= Passage shown =
◇ ◇ ◇
Katie: Our next question is for Mara, if two people who have HD, so they're HD positive, have a child, what is the genetic chances of that child testing positive?

Mara: I'm going to share my screen. And show a picture. Let's see, make sure I can do this the right way. So, what I'm showing you here is what we call the Punnett square. And if you think about the inheritance of Huntington's disease, it is dominantly inherited, meaning that usually, only one parent has Huntington's disease. And so the risk to the offspring is 50% for each child. We're asking a different question right now; we're asking, okay. Let's say both parents have Huntington's disease. And so on across the very top, you see a big A which is going to represent the Huntington's disease, abnormal gene. And we're going to see a little a, which is going to represent the normal copy of the gene. And then on the left side, you'll also see a big, A representing Huntington's disease gene and a little a representing, the normal copy. So it's just statistics. At this point, you look at which egg, and which sperm are going to come together, because remember we can't give all of our genetic material when we have children, we wouldn't, we're not cloning ourselves, and you only get to give half. And so the person across the top can either give the big A or the little a. The person that across on the left side can either give the big A and little a. And so you can see there are four possibilities. If you look at the top box on the left, it says AA, and that is somebody who has Huntington's disease. I'm going to let Dr. Wheelock talk a little bit more about that. Because that is a question that people ask me a lot about is what's it like if you inherit two copies of the Huntington's disease gene, but then you can also notice that the person in the lower left and the upper right. They're just like their parents. So they also have Huntington's disease and then the person all the way on the right side, on the bottom. That person doesn't have Huntington's disease. They just inherited the little a's. And so the answer to the question is 75% is the risk. That would be for each pregnancy. So it's not like if you had four kids, three of them would have it. And one wouldn't. Each pregnancy has its own 75% risk. And again, I'm going to let Dr. Wheelock sort of address the part about the person who inherits two copies of the Huntington's disease gene. I'm going to stop sharing my screen if I could figure out how to do that.
◇ ◇ ◇
= Excerpted records =
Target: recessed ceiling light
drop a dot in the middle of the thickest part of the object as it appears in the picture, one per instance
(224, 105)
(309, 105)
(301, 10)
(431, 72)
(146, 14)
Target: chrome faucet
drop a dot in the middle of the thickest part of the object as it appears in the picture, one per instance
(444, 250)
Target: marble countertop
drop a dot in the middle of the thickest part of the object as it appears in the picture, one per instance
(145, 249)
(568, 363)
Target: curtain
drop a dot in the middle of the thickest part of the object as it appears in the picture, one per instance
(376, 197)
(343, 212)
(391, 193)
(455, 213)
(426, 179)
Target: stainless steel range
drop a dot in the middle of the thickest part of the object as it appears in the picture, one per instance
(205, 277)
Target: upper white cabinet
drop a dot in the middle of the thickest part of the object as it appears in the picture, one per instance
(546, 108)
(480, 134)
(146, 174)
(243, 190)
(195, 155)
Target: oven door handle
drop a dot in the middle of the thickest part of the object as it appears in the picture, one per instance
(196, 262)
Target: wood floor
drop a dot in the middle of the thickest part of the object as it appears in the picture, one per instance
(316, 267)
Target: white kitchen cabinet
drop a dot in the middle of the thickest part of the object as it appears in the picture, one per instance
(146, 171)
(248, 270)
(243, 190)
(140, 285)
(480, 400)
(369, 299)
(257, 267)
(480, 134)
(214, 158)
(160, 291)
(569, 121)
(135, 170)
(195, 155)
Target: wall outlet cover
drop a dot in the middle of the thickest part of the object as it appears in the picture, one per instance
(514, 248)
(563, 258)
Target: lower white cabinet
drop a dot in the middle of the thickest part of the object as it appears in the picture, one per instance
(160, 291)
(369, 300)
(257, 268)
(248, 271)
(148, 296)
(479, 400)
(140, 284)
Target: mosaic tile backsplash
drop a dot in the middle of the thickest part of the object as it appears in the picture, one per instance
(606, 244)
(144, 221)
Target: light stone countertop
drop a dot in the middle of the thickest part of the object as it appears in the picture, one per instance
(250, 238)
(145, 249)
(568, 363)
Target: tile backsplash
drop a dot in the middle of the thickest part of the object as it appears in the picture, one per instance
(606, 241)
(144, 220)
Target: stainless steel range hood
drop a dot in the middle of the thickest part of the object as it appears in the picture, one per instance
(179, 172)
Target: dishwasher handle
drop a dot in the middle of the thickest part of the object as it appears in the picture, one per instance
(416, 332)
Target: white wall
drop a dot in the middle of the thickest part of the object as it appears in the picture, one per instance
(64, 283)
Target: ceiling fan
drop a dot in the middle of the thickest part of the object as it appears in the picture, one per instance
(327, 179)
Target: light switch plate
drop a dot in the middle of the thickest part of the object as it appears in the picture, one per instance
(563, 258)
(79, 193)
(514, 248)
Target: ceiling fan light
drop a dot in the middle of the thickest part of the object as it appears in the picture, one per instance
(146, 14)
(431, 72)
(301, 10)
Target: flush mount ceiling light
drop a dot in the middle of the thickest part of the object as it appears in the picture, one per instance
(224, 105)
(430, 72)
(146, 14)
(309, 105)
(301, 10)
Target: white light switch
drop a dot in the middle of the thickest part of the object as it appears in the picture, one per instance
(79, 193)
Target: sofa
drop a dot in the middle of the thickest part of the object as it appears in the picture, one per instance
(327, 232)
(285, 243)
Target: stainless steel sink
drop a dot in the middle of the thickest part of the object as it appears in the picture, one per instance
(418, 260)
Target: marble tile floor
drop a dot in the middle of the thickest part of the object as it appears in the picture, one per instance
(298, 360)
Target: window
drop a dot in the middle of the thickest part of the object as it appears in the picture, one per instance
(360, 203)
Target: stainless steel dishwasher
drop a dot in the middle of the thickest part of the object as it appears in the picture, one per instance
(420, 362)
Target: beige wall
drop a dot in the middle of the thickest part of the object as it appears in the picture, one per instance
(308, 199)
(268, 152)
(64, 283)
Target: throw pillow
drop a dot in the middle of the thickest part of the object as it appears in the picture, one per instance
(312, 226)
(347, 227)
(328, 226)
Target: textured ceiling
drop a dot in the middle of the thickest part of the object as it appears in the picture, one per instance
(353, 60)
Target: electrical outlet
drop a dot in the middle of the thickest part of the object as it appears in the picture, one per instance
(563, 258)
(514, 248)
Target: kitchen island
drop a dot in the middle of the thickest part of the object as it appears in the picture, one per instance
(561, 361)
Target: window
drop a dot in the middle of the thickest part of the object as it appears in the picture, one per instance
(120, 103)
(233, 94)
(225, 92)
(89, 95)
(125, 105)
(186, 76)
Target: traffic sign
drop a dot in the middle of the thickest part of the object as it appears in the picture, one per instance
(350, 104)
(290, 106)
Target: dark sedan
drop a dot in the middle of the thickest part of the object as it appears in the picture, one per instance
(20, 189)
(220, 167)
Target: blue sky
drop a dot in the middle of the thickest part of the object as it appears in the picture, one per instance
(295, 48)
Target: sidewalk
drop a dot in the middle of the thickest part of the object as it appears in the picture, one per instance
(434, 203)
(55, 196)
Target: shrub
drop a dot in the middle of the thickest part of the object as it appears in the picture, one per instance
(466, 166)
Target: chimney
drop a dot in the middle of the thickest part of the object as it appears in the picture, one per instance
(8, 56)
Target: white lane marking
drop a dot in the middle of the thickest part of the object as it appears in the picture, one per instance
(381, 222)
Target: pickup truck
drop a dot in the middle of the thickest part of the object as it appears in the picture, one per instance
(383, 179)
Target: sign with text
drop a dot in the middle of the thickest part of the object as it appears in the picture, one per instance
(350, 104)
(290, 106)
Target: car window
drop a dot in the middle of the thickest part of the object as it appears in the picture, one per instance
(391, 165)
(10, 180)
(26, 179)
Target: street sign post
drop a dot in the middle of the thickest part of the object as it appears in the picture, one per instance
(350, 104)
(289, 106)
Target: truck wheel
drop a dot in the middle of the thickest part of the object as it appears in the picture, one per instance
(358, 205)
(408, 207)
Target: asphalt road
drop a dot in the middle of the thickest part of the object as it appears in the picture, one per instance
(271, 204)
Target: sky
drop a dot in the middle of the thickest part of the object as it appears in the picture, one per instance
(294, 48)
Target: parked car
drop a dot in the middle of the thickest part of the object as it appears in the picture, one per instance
◇ ◇ ◇
= Task to complete =
Extend the Huntington's disease Q&A transcript, picking up right after Mara's last line.

= Solved exercise =
Dr. Wheelock: Thanks, Mara. Yeah, so the answer is instead of being 50 50 at 75% risk of inheriting and 25% of not, and it's a really rare situation Because Huntington's is a, is a rare disease to this group. It doesn't seem that way probably, but it's still an uncommon condition. We know about this from the cohort in Venezuela that was studied by Dr. Nancy Wexler and her team for many years. And what they noticed was that there didn't seem to be much different if you had two copies of the HD expansion, people seem to be identical or, they couldn't distinguish them from those who just had one copy, which is, very very interesting. When it comes to genetic conditions, it's a little bit surprising, but that seems to be the best answer.